▶ [What is required] Below are records; count the lines among them that include the string "sunglasses", and state only the number.

(Beginning of Entries supplied)

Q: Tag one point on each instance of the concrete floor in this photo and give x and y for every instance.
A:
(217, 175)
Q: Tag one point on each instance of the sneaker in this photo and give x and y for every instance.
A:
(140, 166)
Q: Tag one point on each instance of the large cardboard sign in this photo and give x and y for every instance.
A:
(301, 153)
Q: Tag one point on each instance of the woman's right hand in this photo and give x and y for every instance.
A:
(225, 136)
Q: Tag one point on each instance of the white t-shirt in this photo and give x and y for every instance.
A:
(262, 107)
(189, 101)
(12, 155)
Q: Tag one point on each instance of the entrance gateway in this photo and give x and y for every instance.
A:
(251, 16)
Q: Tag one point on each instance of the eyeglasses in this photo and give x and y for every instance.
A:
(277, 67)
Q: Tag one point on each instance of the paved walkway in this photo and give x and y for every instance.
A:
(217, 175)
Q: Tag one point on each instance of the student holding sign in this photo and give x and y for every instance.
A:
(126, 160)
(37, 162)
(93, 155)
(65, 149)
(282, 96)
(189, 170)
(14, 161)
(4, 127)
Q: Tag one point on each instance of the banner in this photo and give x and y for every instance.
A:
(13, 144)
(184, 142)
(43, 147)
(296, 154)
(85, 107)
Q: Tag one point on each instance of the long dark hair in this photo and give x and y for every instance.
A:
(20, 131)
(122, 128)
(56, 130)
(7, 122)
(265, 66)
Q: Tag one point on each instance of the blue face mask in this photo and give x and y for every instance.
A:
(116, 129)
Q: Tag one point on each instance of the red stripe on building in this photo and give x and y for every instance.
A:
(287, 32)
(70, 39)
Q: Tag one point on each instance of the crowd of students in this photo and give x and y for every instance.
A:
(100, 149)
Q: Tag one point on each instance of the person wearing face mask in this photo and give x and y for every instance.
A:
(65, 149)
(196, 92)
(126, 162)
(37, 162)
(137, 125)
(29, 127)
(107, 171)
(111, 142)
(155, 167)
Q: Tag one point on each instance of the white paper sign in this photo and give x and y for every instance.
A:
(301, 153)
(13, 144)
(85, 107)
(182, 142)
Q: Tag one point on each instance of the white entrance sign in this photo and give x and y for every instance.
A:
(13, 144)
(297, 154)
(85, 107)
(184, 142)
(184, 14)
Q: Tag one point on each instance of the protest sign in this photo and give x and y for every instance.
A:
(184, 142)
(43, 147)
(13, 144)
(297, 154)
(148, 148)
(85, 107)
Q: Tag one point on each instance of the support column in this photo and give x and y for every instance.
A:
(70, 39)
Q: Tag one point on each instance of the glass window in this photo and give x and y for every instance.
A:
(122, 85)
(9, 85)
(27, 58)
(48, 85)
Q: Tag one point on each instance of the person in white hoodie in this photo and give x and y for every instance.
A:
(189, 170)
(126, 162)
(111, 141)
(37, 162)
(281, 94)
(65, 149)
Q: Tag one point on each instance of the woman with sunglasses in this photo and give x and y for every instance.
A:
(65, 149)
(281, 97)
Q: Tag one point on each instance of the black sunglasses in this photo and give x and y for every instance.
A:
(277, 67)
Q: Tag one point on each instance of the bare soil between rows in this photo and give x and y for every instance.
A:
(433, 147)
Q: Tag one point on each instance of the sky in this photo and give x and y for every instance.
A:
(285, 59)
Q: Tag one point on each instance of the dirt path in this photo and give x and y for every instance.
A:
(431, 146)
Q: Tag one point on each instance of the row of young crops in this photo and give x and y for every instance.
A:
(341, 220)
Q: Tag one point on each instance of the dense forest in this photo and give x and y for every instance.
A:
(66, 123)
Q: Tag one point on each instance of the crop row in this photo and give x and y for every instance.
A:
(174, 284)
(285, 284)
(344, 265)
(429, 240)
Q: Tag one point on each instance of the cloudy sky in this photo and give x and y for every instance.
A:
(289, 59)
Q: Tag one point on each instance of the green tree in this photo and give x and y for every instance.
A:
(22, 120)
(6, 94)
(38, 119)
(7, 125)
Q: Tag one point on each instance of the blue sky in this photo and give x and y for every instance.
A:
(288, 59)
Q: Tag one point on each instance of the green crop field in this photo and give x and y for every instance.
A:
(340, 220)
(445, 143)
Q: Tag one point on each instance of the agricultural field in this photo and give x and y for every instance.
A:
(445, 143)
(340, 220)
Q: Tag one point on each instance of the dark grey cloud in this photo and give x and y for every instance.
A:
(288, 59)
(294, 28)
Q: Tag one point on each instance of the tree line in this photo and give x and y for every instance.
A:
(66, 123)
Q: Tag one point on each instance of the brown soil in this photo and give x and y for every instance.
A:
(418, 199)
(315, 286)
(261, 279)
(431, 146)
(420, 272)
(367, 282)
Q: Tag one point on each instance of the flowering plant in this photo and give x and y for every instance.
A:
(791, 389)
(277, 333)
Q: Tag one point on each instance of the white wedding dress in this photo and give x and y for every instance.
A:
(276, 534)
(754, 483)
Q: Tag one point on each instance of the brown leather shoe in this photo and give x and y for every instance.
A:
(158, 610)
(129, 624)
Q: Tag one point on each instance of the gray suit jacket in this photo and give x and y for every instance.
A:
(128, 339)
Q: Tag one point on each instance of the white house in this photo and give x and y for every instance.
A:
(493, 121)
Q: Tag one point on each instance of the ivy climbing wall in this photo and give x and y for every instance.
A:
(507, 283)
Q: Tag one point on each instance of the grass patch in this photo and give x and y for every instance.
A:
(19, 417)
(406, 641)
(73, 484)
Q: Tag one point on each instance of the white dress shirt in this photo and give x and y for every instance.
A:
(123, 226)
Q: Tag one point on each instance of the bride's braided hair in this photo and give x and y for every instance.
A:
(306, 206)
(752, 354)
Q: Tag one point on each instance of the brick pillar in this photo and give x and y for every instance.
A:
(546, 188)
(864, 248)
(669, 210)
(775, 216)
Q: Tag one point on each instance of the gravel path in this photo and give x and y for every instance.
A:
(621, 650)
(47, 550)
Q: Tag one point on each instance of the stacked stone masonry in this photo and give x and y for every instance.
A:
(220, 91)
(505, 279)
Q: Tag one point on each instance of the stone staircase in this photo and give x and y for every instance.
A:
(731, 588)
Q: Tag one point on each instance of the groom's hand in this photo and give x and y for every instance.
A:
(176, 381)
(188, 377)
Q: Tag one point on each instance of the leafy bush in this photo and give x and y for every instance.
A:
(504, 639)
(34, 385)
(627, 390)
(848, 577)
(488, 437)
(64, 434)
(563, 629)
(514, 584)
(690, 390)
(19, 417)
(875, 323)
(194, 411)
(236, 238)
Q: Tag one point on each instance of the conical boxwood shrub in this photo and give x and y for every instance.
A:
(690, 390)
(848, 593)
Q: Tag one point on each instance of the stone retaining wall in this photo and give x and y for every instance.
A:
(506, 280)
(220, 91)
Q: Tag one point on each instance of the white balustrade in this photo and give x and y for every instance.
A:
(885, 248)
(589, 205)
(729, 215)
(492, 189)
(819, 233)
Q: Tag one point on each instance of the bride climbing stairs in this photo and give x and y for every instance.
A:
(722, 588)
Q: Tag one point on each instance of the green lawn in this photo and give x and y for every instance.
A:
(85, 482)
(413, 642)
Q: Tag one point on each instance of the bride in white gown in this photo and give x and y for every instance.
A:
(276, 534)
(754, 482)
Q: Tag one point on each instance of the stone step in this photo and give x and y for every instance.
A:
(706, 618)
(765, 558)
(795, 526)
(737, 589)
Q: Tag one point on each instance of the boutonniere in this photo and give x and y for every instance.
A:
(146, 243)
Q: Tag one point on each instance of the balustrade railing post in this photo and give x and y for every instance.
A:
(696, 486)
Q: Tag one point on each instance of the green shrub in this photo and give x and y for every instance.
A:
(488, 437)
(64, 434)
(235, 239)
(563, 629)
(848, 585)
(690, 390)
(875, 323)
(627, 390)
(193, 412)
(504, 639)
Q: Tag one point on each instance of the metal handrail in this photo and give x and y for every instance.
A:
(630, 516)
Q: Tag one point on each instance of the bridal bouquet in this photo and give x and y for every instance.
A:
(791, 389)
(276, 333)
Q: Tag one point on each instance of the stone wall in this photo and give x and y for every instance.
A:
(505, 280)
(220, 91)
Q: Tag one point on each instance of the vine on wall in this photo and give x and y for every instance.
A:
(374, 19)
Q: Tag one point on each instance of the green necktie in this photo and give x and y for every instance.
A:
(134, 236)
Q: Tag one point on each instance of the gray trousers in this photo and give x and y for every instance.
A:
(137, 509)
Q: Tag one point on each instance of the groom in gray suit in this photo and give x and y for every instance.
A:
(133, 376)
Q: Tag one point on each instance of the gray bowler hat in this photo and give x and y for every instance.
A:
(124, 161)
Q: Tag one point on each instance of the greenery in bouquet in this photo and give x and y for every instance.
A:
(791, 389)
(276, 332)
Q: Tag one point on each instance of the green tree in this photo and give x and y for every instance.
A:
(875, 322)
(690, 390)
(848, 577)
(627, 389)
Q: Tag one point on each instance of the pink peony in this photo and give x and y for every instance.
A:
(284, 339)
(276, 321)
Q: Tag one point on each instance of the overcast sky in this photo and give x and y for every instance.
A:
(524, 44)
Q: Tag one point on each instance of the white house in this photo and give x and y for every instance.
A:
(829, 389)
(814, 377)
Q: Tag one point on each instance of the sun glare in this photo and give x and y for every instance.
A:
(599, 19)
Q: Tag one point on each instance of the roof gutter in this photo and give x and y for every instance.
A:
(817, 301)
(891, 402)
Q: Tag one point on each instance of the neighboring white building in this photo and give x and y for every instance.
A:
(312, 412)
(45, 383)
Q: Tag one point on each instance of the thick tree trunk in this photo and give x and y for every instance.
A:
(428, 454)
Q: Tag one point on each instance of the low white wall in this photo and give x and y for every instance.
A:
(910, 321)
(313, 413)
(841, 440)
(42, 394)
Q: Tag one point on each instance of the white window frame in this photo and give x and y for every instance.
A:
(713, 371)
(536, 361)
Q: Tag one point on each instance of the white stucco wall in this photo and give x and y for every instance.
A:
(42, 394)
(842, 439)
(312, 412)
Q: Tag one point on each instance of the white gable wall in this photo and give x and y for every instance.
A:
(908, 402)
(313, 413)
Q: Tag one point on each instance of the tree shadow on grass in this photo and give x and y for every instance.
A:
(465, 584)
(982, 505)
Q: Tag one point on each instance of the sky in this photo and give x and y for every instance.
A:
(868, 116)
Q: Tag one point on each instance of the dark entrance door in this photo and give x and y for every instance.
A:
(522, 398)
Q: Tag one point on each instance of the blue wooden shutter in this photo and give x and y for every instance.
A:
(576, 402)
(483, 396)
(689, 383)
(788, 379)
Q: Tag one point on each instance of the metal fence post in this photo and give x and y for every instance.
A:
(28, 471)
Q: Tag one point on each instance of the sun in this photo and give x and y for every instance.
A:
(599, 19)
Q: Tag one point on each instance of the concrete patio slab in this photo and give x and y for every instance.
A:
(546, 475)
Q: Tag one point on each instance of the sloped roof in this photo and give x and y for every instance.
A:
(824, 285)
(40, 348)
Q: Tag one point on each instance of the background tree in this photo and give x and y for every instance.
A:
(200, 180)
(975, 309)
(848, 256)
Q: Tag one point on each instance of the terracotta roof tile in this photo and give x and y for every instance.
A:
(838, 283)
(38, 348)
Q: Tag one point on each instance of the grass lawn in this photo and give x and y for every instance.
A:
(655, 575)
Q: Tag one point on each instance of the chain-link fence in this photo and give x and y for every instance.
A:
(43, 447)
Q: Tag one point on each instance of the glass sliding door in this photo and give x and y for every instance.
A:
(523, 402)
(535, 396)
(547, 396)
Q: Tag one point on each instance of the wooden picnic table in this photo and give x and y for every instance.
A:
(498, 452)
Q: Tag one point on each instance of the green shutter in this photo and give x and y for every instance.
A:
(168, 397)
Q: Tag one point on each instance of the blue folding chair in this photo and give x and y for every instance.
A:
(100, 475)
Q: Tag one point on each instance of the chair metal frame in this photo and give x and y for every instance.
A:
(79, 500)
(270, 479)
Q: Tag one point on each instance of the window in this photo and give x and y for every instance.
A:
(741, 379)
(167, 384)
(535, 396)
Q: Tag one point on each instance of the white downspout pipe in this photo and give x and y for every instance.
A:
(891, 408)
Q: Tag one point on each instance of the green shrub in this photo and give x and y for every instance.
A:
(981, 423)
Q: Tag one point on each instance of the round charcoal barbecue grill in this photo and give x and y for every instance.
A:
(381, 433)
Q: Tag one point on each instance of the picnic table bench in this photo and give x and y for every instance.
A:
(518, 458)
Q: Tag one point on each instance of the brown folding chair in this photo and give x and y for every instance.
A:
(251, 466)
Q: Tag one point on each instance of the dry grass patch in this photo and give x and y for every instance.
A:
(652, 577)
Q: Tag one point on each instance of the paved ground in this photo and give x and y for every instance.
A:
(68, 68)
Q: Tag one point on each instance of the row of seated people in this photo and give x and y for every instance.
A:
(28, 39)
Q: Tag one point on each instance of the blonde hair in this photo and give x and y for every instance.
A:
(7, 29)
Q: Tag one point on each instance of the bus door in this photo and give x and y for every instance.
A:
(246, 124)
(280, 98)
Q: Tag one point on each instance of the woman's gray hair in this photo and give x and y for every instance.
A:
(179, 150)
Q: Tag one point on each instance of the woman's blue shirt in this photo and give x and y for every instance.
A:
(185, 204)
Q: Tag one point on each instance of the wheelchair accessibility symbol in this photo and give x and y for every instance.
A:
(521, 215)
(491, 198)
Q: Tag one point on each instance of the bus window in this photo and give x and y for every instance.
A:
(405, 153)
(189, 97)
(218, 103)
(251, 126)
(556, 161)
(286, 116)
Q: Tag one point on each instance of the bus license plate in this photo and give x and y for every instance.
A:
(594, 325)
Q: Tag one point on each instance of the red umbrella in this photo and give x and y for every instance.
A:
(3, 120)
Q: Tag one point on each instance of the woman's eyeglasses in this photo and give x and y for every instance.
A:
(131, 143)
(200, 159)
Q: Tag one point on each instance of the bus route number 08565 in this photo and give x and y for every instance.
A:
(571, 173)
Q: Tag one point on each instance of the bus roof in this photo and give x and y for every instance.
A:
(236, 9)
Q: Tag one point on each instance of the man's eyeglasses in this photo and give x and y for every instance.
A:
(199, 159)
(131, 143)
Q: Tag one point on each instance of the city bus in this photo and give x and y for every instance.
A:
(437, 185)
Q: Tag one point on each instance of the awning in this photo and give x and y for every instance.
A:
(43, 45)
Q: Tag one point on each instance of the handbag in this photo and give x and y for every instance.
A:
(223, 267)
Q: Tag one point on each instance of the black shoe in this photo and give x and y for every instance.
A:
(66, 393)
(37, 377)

(End of Entries supplied)

▶ [Written answer] 2